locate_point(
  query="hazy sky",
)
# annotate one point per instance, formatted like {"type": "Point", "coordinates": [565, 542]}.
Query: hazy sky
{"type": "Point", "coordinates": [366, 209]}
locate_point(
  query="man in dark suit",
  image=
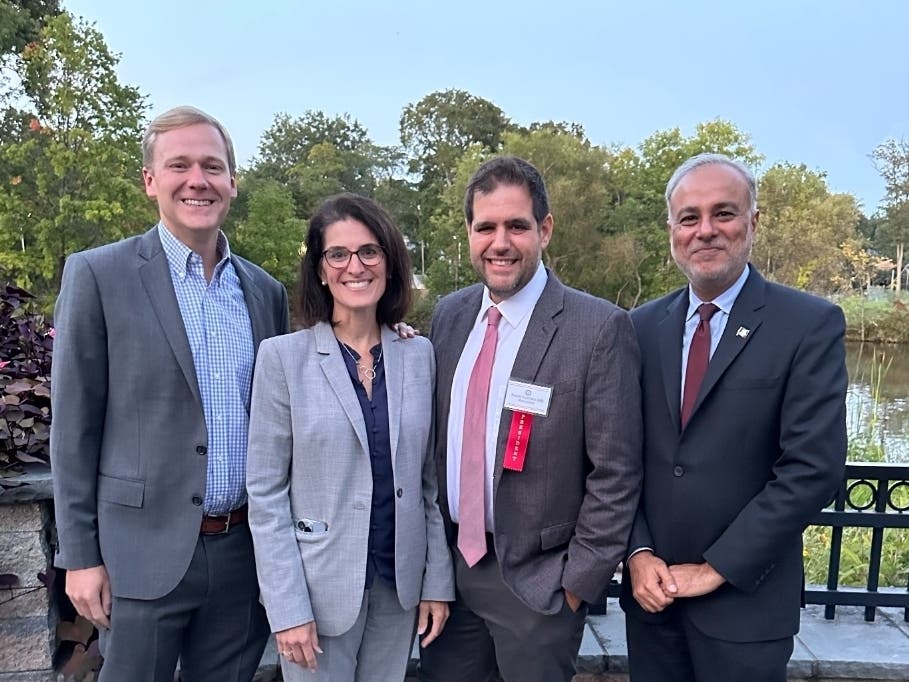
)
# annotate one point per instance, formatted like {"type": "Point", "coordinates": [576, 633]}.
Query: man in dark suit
{"type": "Point", "coordinates": [540, 476]}
{"type": "Point", "coordinates": [738, 456]}
{"type": "Point", "coordinates": [156, 338]}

┄┄┄┄┄┄┄┄┄┄

* **Exercise goal**:
Please rewrite all of the data above, changing every "dark suit" to "black suit" and keeping everything else identical. Omit the pictures from your answer.

* **Exercise answer**:
locate_point(
  query="hazy sky",
)
# annotate one point per instance, formatted like {"type": "Point", "coordinates": [565, 542]}.
Query: hazy sky
{"type": "Point", "coordinates": [366, 209]}
locate_point(
  query="man in black suit",
  image=
)
# annotate one point per instance, formatted like {"type": "Point", "coordinates": [576, 633]}.
Query: man in black suit
{"type": "Point", "coordinates": [540, 476]}
{"type": "Point", "coordinates": [738, 456]}
{"type": "Point", "coordinates": [156, 338]}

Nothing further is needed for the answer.